• [WRITTEN EXERCISE]:
Decide whether each statement agrees with the excerpt below on consumer symbolism among British Pakistanis. 1. Uzma's daughter wants a Mini-Cooper. 2. According to Raj, the first generation bought cars whether or not they needed them. 3. Religion was discussed at length on its own within this research. For each, answer yes or no and quote the words of the excerpt that settle it.

• [SOURCE EXCERPT]:
Consumer symbolism: Transcending difference and producing transnational consumer subjects?
Uzma, a working-class Mirpuri woman, reflected on the infiltration of consumerism among British Pakistanis in Newcastle: It’s all changed. Ah yeah, they are totally westernised, even if you come from a strict family. It is all changing with society, media. I look at the girls today, they are so fashion conscious, they have to be perfect. It doesn’t matter what family background they come from, or whether they’re covered or not . . . You have to have a big house and drive a good car. My daughter likes Mini-Coopers, so she wants to get her own flat and a Mini-Cooper.
Uzma suggests that consumer capitalism transcends ‘background’ and has begun to homogenise culture across caste and social class. Perhaps in some circumstances the logics of consumer capitalism have begun to cut across and inform the intersections of social categories and izzat is beginning to be absorbed into a marketised and commodified culture. This supports Soni’s research, which, addressing izzat and young South Asians in Britain, found that one way of attaining, maintaining or enhancing izzat is through ‘achievement’ in the material realm via wealth creation and conspicuous consumption (Soni, 2012). However, Uzma’s understanding of this as becoming ‘westernised’ overlooks the transnational reach of consumer symbolism, within Pakistan (Bolognani, 2014; Erdal, 2012; Wilson, 2006) and beyond. One way of understanding this is in response to an ‘imagined audience’ that is bound up with a ‘politics of class and ideas on modernity’ in Pakistan and its diaspora (Maqsood, 2017, p. 13). Returning to an earlier point, discussions often centred on those deemed more ‘modern’ or ‘backward’, with Mirpuri community members in particular situating themselves in relation to an audience made up of, on the one hand, ‘internal outsiders’ of fellow community members from more privileged positions in the social hierarchy and, on the other, ‘external outsiders’ of western liberals whose views of Pakistani culture were perceived as dominated by Islamophobic discourses on terrorism and religious violence (Maqsood, 2017, p. 88). Furthermore, by referring to covering in the context of fashion and consumption, Uzma highlights that despite there being little discussion of religion exclusively within this research, it nevertheless intersects in important ways to prefigure and shape notions of decency and distinction in Pakistani diasporic lives.
Generational differences were mentioned by many respondents as key to understanding these cultural shifts. Raj, a Mirpuri man, and devout Muslim, explained that the younger generation, rather than the pioneer generation, is becoming immersed in consumer culture: I think the first generation worked immensely hard and you only bought a car if you needed it. But people have established themselves, you know . . . I think the younger generations get the stuff but don’t appreciate the hard work that got them there. They don’t understand the global economic situation and how lucky they are. They are basically standing on the shoulders of giants. A lot of the youth get caught up in the consumerism aspect and they aren’t understanding who they are as individuals. I think for some it can be that they attach a certain honour and respect to driving a certain car, they attach the status symbols to their identity.

• [SOURCE MATERIAL]:
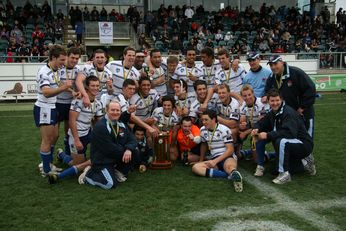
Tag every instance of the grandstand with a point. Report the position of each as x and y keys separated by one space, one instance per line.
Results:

• [OUTPUT BELOW]:
1. Yes: "My daughter likes Mini-Coopers, so she wants to get her own flat and a Mini-Cooper."
2. No: "you only bought a car if you needed it."
3. No: "there being little discussion of religion exclusively within this research"